Exercise prompt: Quote, verbatim, all material below, without pictures.
— Begin —
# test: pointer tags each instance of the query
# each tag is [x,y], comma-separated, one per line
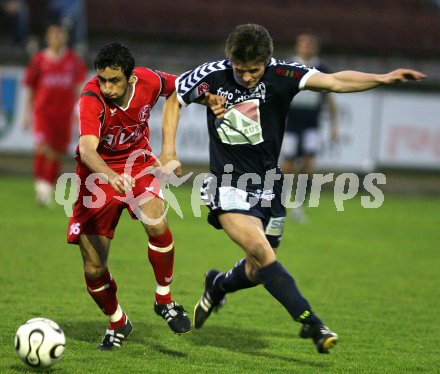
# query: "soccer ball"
[40,342]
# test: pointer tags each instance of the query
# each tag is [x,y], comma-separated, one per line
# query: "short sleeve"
[194,83]
[91,111]
[32,72]
[168,83]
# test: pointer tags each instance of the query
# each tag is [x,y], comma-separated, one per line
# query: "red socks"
[161,256]
[103,291]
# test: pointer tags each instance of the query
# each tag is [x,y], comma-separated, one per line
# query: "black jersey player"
[243,190]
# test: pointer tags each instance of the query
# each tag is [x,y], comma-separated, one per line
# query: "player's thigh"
[248,232]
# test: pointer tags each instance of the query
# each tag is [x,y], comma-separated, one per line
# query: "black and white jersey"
[250,135]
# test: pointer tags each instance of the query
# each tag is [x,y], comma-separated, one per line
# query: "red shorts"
[54,131]
[98,207]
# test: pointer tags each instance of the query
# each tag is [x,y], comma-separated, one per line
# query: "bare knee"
[259,254]
[156,230]
[94,270]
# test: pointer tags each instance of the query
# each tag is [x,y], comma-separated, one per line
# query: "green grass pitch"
[371,274]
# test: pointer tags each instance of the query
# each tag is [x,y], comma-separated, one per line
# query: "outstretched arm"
[170,120]
[356,81]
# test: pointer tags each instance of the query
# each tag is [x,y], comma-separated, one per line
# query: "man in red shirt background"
[53,77]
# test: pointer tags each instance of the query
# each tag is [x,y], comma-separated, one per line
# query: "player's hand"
[167,165]
[402,75]
[216,103]
[122,182]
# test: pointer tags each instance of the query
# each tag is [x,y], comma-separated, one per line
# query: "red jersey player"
[113,154]
[53,78]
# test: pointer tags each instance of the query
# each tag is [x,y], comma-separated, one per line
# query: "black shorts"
[253,200]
— End —
Completed exercise:
# test: pointer tags each instance of the query
# each tag is [x,y], comma-separated, one per line
# query: "soccer ball"
[40,342]
# test: pointer tags each instance of the query
# each tag is [x,y], comma-separated, one per line
# query: "short sleeve"
[194,83]
[91,111]
[32,72]
[168,83]
# test: pointer tags each instance of the query
# each tag is [x,y], comma-separated, one per line
# query: "red socks"
[161,256]
[103,291]
# test: pointer tags each instance of the query
# each tag is [x,y], comma-separated, one per line
# query: "black jersey player"
[243,190]
# test: pointer tags each instance of the query
# each tag is [x,y], comma-separated, one per line
# query: "player's thigh"
[248,232]
# test: pointer tags each instance of the query
# each tag is [x,y], comma-separated, one per line
# query: "black and white jersey"
[250,135]
# test: pointer tags each instance of the query
# each tag is [x,y], comma-separated, one per line
# query: "red shorts"
[54,131]
[98,207]
# test: pointer tags each instance of the query
# each tag is [x,y], comma-separated, one per line
# query: "bare knee"
[259,254]
[156,230]
[94,270]
# test: pointer tags each instance of the query
# each tag is [x,y], comma-separated, one per line
# query: "green grass pitch"
[371,274]
# test: pointer tags each instance of the query
# each tag is [x,y], comma-separated, one per line
# query: "outstretched arm"
[170,120]
[356,81]
# test: pointer tags each instance of the query
# each tag is [x,y], comma-separated, one per line
# query: "man in red shirt background"
[53,77]
# test: pointer tags each instance of the query
# each tag is [x,y], comma-separated, one per line
# query: "player's hand"
[167,165]
[402,75]
[216,103]
[122,182]
# test: pointer tags each instance of the query
# each tag is [x,y], comma-separated, one per line
# query: "red jersey player"
[113,154]
[53,78]
# test: pointer tags each instance of the query
# each tag is [x,y], comma-separated, one per line
# query: "black shorts"
[253,200]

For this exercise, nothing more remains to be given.